■ What is asked ■
Find each line in the items below that contains the word "tree", and copy those lines.

■ Listed entries ■
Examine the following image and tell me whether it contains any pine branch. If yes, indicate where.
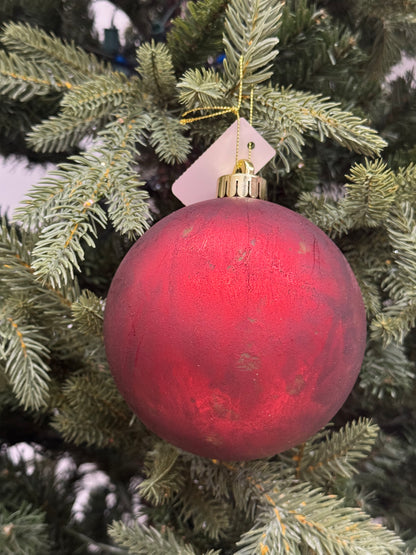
[292,418,379,487]
[223,0,283,89]
[255,88,386,169]
[149,111,191,164]
[167,0,228,73]
[137,41,176,102]
[1,23,111,80]
[0,503,51,555]
[341,160,398,227]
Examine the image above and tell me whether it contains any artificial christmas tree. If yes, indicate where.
[0,0,416,555]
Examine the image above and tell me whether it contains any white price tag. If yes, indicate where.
[172,118,276,206]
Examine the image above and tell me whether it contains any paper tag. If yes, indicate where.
[172,118,276,206]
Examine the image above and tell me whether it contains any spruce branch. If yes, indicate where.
[341,160,398,227]
[138,441,186,505]
[359,343,416,402]
[149,111,191,164]
[223,0,283,90]
[167,0,228,73]
[174,482,233,541]
[384,202,416,298]
[296,192,353,238]
[61,71,139,119]
[0,314,50,410]
[27,115,106,153]
[0,503,51,555]
[178,68,226,110]
[52,370,141,448]
[136,41,176,102]
[236,483,403,555]
[0,51,71,102]
[1,22,111,80]
[292,418,379,487]
[256,88,386,167]
[370,297,416,346]
[109,522,219,555]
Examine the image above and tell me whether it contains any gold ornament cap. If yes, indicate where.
[217,160,267,200]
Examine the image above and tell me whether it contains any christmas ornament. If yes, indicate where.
[104,162,366,460]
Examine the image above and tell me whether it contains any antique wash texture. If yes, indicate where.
[104,198,366,460]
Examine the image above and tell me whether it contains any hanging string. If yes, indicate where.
[180,56,247,163]
[247,85,254,162]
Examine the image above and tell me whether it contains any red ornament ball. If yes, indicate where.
[104,198,366,460]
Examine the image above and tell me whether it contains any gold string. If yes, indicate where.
[179,56,247,163]
[248,85,254,162]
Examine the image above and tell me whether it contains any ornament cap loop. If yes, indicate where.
[217,160,267,200]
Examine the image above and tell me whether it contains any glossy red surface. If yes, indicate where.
[104,198,366,460]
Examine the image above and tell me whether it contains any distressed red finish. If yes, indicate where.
[104,198,366,460]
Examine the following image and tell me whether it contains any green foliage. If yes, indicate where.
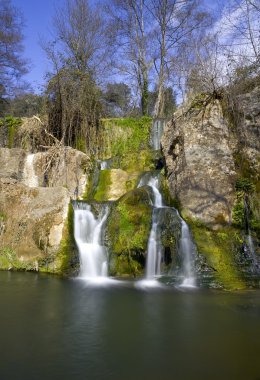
[94,170,111,202]
[108,190,152,276]
[75,136,86,153]
[232,199,245,228]
[235,178,255,194]
[0,247,37,271]
[101,117,151,158]
[55,203,77,275]
[188,220,245,290]
[0,116,22,148]
[190,93,210,110]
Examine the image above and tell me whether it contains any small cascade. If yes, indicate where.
[151,119,165,150]
[23,154,39,187]
[180,217,196,288]
[74,202,108,279]
[244,198,259,272]
[100,160,109,170]
[138,175,163,279]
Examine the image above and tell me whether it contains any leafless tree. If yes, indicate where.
[44,0,105,151]
[147,0,209,117]
[107,0,152,115]
[0,0,27,97]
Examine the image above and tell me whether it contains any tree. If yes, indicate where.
[147,0,209,117]
[0,0,27,96]
[44,0,105,151]
[102,83,131,117]
[6,93,45,117]
[107,0,151,115]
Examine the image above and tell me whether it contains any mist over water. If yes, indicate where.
[0,272,260,380]
[74,202,108,279]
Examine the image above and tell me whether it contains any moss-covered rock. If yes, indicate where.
[188,220,246,290]
[108,188,152,276]
[93,169,141,202]
[99,117,151,159]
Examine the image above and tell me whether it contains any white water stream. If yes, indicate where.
[151,119,165,150]
[74,203,108,279]
[138,176,163,279]
[23,154,39,187]
[180,218,196,288]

■ Answer to this problem ■
Examine the image above and tell me whether it contains any artificial christmas tree. If yes, indicate where.
Examine the image above and tell me whether it contains any leafless tree. If yes, indicate where.
Examine the image above and tell me whether it contains any tree. If yes, indicate where.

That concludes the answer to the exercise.